## CONSIGNE
Ces affirmations concordent-elles avec le texte sur Stéphane Lambert ? (a) L’entretien accordé au blog date de 2014 ; (b) le cycle sur des écrivains s’est ouvert avec Nathaniel Hawthorne ; (c) le livre sur Beckett a paru chez Arléa en 2016. Pour chacune, répondez par oui ou non en citant tels quels les mots du texte qui tranchent.

## TEXTE
-------------------------
• photo Pierre Ahnne« Je ne crois pas aux biographies, qui sont des reconstitutions figées de ce qui, en réalité, est insaisissable », disait Stéphane Lambert au cours de l'entretien qu’il a accordé, en 2014, à ce blog. Et d’ajouter : « C’est justement à cause de ma méfiance à l’égard des biographies que j’écris sur d’autres artistes ». Il annonçait aussi son intention de se lancer dans un cycle sur des écrivains, « en commençant par Nathaniel Hawthorne ». En fait, ç’aura d’abord été Beckett (Avant Godot, Arléa, 2016). Puis ce seront Hawthorne et Melville. Et, en fin de compte, plutôt Melville.
-------------------------
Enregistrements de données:
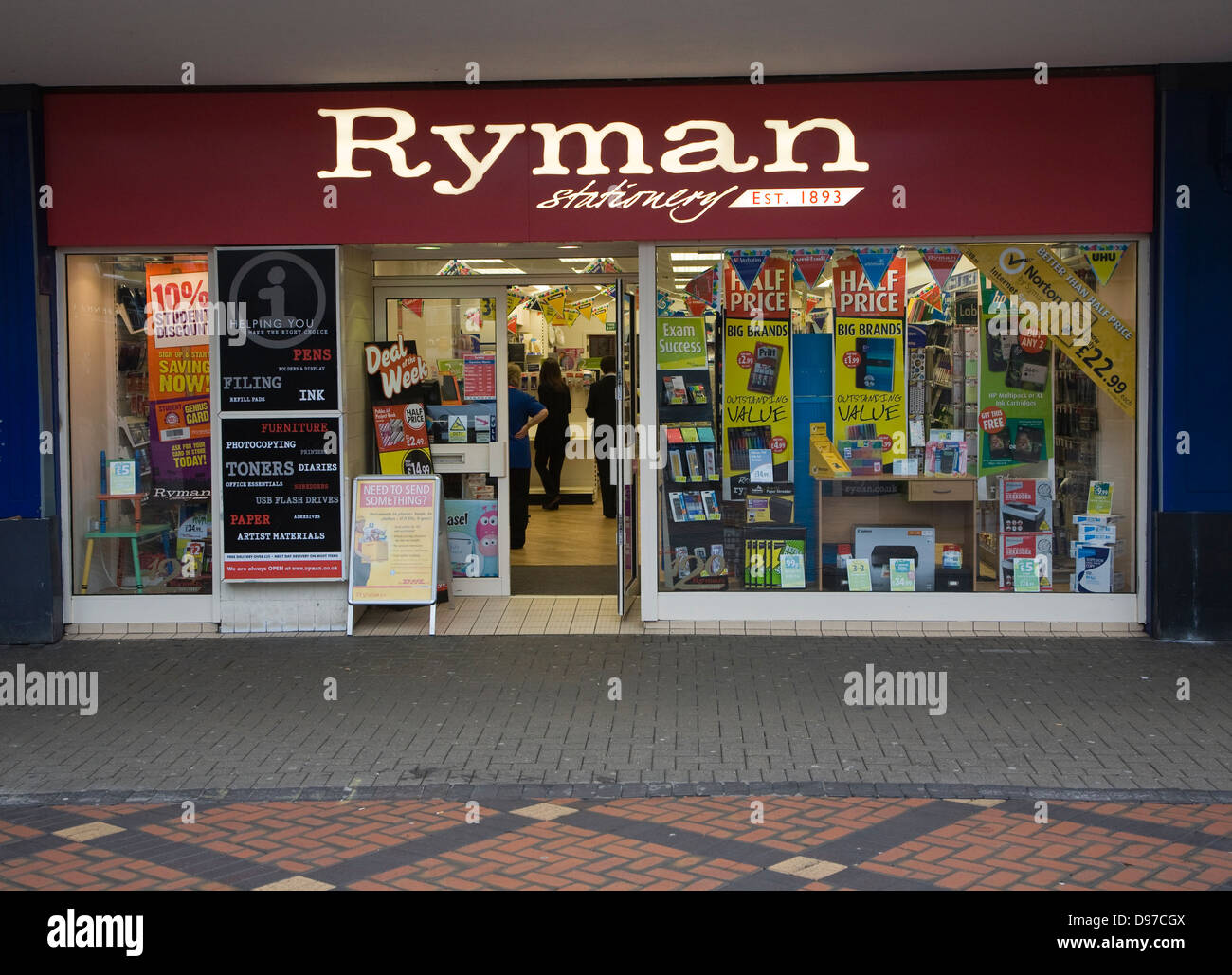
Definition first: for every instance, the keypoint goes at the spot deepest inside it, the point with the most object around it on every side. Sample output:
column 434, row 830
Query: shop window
column 138, row 354
column 898, row 419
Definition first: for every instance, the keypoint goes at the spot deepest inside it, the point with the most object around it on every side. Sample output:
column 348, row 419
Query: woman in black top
column 553, row 433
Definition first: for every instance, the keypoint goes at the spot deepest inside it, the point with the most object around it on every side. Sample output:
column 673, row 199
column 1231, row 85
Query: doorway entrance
column 468, row 334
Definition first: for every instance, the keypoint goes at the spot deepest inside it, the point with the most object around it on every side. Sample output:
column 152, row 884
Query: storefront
column 897, row 338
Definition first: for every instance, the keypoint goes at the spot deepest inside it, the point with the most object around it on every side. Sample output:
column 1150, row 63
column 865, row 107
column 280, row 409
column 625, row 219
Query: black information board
column 284, row 354
column 282, row 505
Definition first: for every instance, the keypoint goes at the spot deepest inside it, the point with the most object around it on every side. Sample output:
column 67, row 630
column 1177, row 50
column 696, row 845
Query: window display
column 138, row 356
column 953, row 407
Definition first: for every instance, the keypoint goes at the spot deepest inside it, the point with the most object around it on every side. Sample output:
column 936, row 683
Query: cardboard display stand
column 398, row 550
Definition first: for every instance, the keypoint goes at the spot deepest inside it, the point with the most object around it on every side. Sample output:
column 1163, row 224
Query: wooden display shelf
column 951, row 516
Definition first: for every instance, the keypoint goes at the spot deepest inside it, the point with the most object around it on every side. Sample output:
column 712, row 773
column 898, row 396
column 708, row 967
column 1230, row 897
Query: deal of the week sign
column 1038, row 275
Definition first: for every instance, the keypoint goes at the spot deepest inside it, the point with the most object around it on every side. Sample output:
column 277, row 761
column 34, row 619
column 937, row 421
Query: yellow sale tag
column 1035, row 274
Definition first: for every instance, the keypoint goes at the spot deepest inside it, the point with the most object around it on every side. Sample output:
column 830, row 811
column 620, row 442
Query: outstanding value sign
-------------------------
## RÉPONSE ATTENDUE
(a) Oui : « au cours de l'entretien qu’il a accordé, en 2014, à ce blog »
(b) Non : « En fait, ç’aura d’abord été Beckett »
(c) Oui : « Avant Godot, Arléa, 2016 »